## [Record extracts]
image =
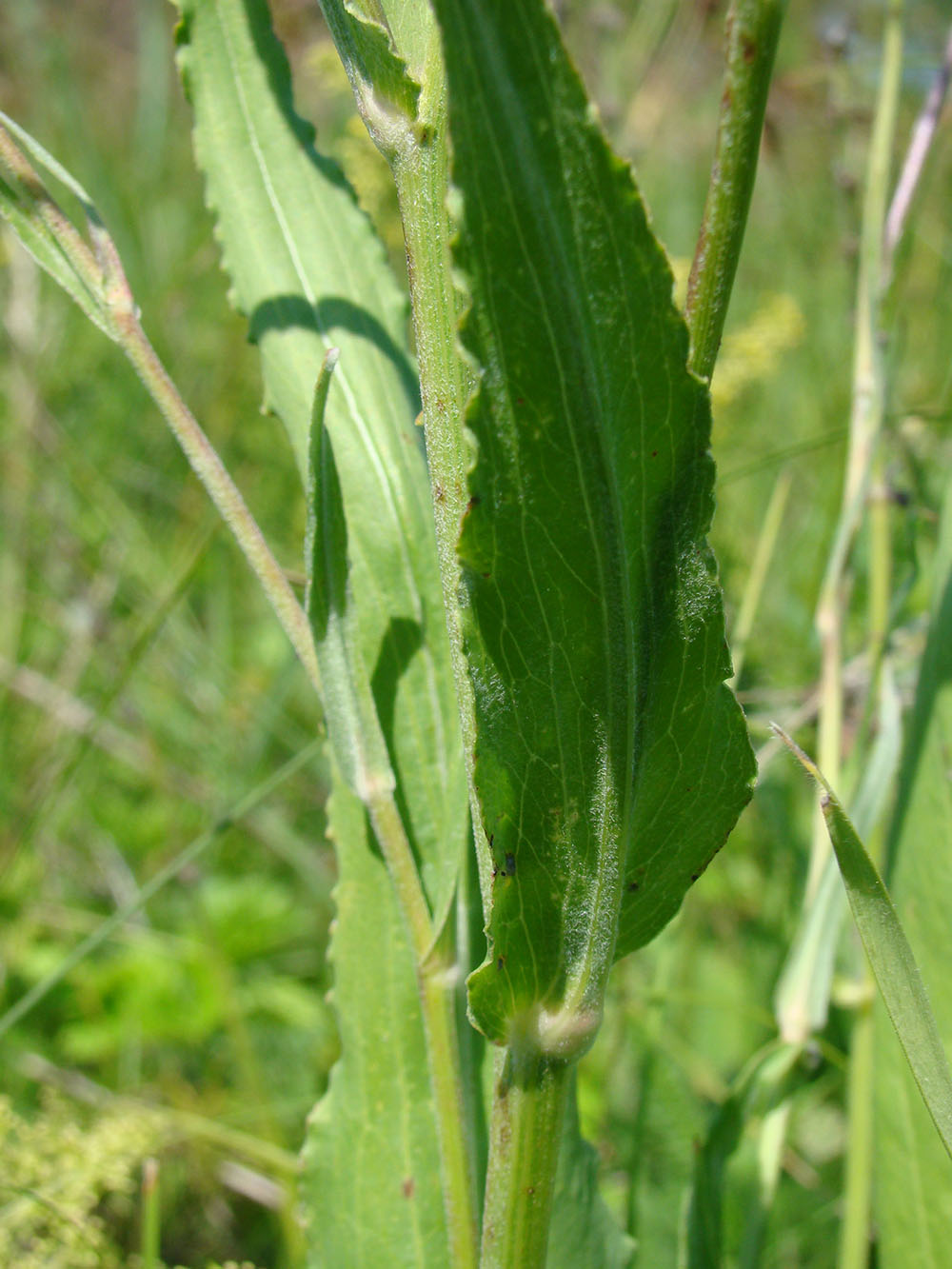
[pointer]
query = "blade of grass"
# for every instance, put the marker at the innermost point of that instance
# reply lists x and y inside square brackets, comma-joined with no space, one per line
[29,1001]
[95,279]
[890,957]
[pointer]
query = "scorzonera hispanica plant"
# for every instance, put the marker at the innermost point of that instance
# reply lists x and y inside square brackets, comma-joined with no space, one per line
[526,707]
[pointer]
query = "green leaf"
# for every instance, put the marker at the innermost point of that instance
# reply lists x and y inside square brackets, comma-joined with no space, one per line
[349,709]
[310,273]
[371,1166]
[375,60]
[890,959]
[764,1082]
[27,207]
[913,1176]
[583,1233]
[611,759]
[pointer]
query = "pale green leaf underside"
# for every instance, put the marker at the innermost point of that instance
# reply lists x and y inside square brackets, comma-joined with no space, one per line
[913,1172]
[371,1166]
[21,206]
[893,962]
[310,273]
[611,761]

## [Goal of the exercise]
Retype all entries exactly as they appear, dropping the images.

## [Task response]
image =
[pointer]
query = "blade of grass"
# for every instance, put the marker at the innermost point of that instance
# reply lists x and y inside square brackets, comma-joined with no space, one per line
[29,1001]
[95,279]
[890,957]
[pointer]
query = "scorzonera hispanica plant"
# for every instance, put the marker at the innermost point of that instance
# reply lists x and y inside square brackets, comma-joined with no space, one per line
[526,707]
[pointer]
query = "green leaf"
# for every instance, put the marker at the innermost point of that instance
# reply lists x and y inside square brackets, comma-joined with no space, one per line
[349,709]
[310,273]
[371,1166]
[375,60]
[890,959]
[764,1082]
[27,207]
[913,1176]
[583,1233]
[611,759]
[pointer]
query = "pale green leaf underside"
# for every instance, put the marker at the innermost point of that instance
# reply lists x and y inside square brackets, comma-joined with no space, one per line
[913,1172]
[371,1166]
[21,206]
[893,962]
[310,273]
[611,761]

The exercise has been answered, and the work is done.